Start of Input material
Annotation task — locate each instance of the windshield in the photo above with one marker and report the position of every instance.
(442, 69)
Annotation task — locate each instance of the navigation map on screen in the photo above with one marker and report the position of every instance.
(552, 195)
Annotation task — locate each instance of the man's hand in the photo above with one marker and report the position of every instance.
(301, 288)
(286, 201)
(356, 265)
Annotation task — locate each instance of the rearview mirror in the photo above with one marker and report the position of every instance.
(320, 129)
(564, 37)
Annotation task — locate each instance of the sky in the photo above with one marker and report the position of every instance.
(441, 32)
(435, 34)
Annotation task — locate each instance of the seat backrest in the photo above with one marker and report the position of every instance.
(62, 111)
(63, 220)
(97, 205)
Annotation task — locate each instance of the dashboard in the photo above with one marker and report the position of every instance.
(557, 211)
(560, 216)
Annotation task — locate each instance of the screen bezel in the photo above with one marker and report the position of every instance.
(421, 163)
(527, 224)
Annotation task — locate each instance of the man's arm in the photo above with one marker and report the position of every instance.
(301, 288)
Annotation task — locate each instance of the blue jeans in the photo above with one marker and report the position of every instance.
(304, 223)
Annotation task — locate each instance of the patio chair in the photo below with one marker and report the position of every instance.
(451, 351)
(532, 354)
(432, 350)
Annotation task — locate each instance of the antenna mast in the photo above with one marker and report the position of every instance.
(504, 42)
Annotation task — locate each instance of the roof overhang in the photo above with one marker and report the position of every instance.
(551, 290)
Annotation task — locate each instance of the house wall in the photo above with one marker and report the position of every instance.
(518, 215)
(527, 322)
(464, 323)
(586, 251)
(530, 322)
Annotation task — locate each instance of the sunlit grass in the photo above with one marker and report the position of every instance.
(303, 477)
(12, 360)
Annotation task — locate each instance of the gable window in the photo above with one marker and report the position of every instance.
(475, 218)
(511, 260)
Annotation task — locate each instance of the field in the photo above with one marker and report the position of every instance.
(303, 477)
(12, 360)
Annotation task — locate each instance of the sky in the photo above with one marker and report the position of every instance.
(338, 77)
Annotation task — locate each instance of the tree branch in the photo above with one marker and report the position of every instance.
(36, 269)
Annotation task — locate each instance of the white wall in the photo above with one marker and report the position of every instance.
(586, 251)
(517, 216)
End of Input material
Exercise prompt: Change "Annotation task" to "Labeling job" in every row above, keeping everything else the same.

Exercise solution:
Labeling job — locate each instance of the windshield in the photo above with one marker and report the position of every instance.
(442, 69)
Labeling job — locate each instance of the navigation map on screen in the photo above with one marker and report the position of every instance.
(552, 195)
Labeling job — locate each instance of the man's hand in the photo above with one marker and report the position of every instance.
(301, 288)
(286, 201)
(356, 265)
Labeling job — locate each instance of the rearview mirror in the photo above with one marker and report the position of every instance.
(320, 129)
(564, 37)
Labeling job — locate each instance of the sky in the photo above with one marker and report the position of every instance.
(441, 32)
(435, 34)
Labeling job — locate each instance of the seat backrest in the photo above with one marker and report the position of every instance.
(62, 111)
(63, 220)
(97, 205)
Labeling job — locate each instance of the dashboard in the photo above with one marker and report the position of every instance.
(557, 211)
(560, 216)
Labeling job — locate each instance of the screen bezel in the photo above with one marker and report the position of every instance.
(421, 163)
(527, 224)
Labeling job — locate each instance of the man's arm in the photo above with one marker and report the position of every instance.
(301, 288)
Labeling job — locate each instance of the blue jeans in the photo above with one marker and report the position of every instance.
(304, 223)
Labeling job — locate each instance of the patio chair in the photo below with one marker and report the position of every instance.
(451, 351)
(532, 354)
(432, 350)
Labeling job — locate each instance of the antenna mast in the photo above with one marker and report the position of every instance.
(504, 42)
Labeling job — locate each instance of the roof overhang in the photo above with one marker and report the position of every instance.
(551, 290)
Labeling job — locate each instance of the house wall in the photo above with one marker and report the position of every instance.
(518, 215)
(527, 322)
(464, 323)
(586, 251)
(530, 322)
Labeling job — locate each instance of the sunlit grass in the photo above with one marker and report the position of every instance.
(303, 477)
(12, 360)
Labeling job — locate each instance of the gable window in the photo above with one marker and report the position of every instance.
(475, 218)
(511, 260)
Labeling job — locate each instance of the field in the photo above with one marker and report the position of every instance.
(303, 477)
(12, 360)
Labeling job — locate each instance of the sky in the photo above with one marker and report the position of every instance.
(338, 77)
Labeling job — locate each instance of the tree branch in the photo above with one marker and report the position of every instance.
(36, 269)
Labeling job — locate each instance of the white wall in the photo above with one marker and report the position of every instance.
(586, 251)
(517, 216)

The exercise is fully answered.